<<<<
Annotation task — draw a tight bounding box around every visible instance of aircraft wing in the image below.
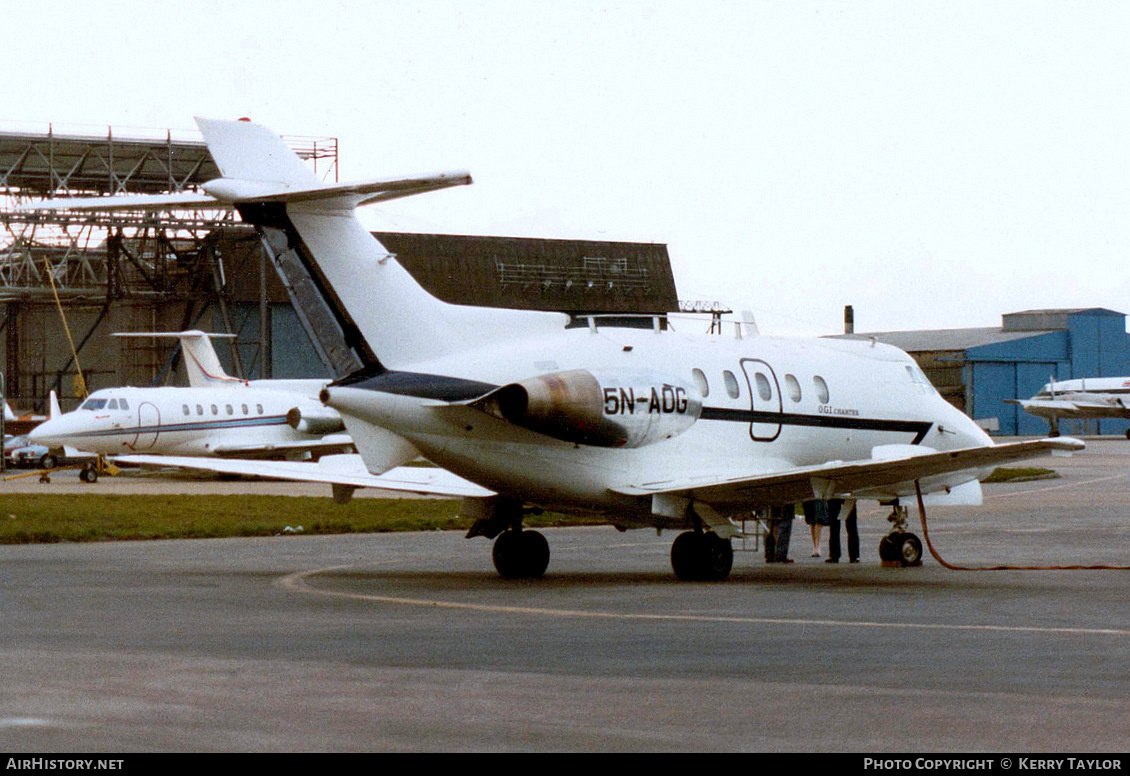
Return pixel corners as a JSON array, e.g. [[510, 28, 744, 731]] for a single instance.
[[114, 454, 495, 497], [212, 434, 354, 459], [612, 437, 1085, 512]]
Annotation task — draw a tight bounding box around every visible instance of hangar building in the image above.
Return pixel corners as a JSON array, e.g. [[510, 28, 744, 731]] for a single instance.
[[863, 307, 1130, 436], [0, 124, 678, 411]]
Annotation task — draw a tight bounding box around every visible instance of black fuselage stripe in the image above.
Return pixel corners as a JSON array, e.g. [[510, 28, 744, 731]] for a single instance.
[[699, 407, 933, 444]]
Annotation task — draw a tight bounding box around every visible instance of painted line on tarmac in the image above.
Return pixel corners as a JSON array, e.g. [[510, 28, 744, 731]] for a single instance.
[[275, 566, 1130, 637], [985, 472, 1130, 502]]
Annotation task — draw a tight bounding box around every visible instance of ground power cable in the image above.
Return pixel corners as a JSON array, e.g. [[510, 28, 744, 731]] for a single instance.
[[914, 480, 1130, 572]]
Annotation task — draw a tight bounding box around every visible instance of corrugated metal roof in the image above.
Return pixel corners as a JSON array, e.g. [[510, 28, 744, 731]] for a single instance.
[[373, 232, 678, 314]]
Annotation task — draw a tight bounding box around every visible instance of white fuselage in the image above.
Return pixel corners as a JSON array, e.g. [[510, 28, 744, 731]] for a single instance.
[[327, 326, 992, 512], [33, 385, 334, 455]]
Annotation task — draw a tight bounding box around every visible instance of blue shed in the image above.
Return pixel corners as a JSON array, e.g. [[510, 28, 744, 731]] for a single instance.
[[864, 307, 1130, 436]]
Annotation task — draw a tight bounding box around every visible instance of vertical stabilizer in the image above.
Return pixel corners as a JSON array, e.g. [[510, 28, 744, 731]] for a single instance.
[[197, 116, 319, 189], [197, 119, 568, 369]]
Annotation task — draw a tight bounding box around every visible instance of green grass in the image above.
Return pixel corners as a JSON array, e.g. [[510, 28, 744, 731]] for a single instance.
>>>>
(WHAT YOU WILL DO): Transcribe every line of the records above verbatim, leaving the picture out of your transcription.

(ANSWER TO THIS PROBLEM):
Annotation task — draw a tight bounding box around every visible instance of aircraft wing in the image below.
Return pixel corners as a JSON array, e.g. [[510, 28, 744, 731]] for a single instance.
[[114, 454, 495, 497], [212, 434, 354, 459], [612, 437, 1085, 512]]
Annotation task — draw a tight bounding box around every visible instance of hangar building in the image above.
Return pixel corners as a JSON array, e.g. [[510, 28, 744, 731]] for a single instance.
[[863, 307, 1130, 436], [0, 124, 678, 411]]
Annotation task — draw a tight bounding box around every visible instance of black fuselage stripe in the image above.
Return pixel corners as a JSON array, e.g. [[510, 28, 744, 731]] for a single instance.
[[699, 407, 933, 444]]
Annotation task — draw a tight bounding box around every visible instance of painted line on tarmac in the image above.
Return pixel corners as a JSON array, e.g. [[510, 28, 744, 731]] for a single instance.
[[275, 566, 1130, 637], [985, 472, 1130, 502]]
Annotation task — draw a tight bounding box around every visible instance of ground power cable in the image above.
Return pixel corners as a JSON array, e.g. [[510, 28, 744, 731]] for a single instance.
[[914, 480, 1130, 572]]
Annotation task — draw a tight bounding box around every visible instance of corrugated metal roof in the image above.
Return pixel corners as a JSON array, e.g. [[510, 28, 744, 731]] for a single instance.
[[373, 232, 678, 314]]
Annotation task — draw a tight bounding box around every visible instance of white fuselage in the image above.
Return pixel corners as a JSON array, e.g. [[510, 28, 744, 731]] for a single instance.
[[327, 326, 992, 512], [33, 385, 334, 455]]
Annotation task — draw a tight bounding box around every visible instance of blue shed in the image above.
Return pixel corners as a JSON array, e.g. [[510, 28, 744, 731]] for a single instance.
[[864, 307, 1130, 436]]
Annotation task — draw a tight bounding box around every visible instance of vertical stabilizer in the image above.
Return pixel corners as a JSON array, e.g. [[510, 28, 744, 731]] for a single instance.
[[197, 116, 319, 189], [197, 119, 568, 369]]
Annotation task — draw a tight bounding box around every visible instance of green grass in the image above.
Return pixel corners as a JSON array, e.g. [[510, 28, 744, 731]] for a single instance.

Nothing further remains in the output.